━━ The data ━━
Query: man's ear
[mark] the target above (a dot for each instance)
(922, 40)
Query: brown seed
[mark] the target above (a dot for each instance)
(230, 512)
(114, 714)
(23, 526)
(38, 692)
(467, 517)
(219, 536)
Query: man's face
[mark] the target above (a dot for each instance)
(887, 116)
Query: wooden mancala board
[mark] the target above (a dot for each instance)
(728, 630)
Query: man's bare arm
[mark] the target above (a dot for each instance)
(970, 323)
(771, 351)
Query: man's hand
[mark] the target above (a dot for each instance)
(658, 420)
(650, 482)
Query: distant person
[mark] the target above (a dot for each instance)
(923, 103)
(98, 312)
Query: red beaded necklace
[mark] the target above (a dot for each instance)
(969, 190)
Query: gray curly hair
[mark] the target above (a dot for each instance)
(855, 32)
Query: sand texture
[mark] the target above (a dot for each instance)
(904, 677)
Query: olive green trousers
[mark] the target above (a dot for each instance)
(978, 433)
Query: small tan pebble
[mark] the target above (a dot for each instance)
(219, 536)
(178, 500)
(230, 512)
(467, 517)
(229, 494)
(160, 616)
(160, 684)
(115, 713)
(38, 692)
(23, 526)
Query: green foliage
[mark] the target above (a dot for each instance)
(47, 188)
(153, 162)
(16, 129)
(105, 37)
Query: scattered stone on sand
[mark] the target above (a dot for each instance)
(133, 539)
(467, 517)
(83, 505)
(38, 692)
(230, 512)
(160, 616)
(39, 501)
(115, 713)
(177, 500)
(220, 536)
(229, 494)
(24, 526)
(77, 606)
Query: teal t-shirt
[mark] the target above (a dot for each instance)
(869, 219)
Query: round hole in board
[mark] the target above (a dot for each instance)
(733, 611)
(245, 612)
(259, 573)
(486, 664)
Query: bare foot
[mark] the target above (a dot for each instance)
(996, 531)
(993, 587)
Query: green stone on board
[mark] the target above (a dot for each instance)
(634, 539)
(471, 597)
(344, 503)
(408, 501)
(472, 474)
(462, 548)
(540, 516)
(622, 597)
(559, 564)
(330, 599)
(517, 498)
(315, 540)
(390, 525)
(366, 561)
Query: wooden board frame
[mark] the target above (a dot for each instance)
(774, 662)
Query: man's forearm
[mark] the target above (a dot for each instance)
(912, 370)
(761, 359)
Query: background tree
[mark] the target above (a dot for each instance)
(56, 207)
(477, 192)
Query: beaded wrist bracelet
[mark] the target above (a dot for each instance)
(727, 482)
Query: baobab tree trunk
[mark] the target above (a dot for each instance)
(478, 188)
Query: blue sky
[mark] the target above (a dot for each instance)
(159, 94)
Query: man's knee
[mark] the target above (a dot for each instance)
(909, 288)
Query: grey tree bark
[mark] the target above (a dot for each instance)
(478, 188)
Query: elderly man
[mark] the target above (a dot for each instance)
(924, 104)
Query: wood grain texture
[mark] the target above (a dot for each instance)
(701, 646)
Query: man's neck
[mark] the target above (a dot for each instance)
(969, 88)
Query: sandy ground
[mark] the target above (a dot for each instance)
━━━
• _Exercise_
Set down, exactly as they stand above, the lines starting with the line with "Query: wooden board frame" and going on through the line with "Query: beaded wrist bracelet", and no others.

• _Result below_
Query: wooden board frame
[mark] the target above (a dot for each instance)
(774, 662)
Query: man's forearm
[mark] the target above (a dot for each instance)
(912, 370)
(761, 359)
Query: background tree
[mark] the target above (a dot for each instance)
(56, 207)
(477, 192)
Query: beaded wrist bracelet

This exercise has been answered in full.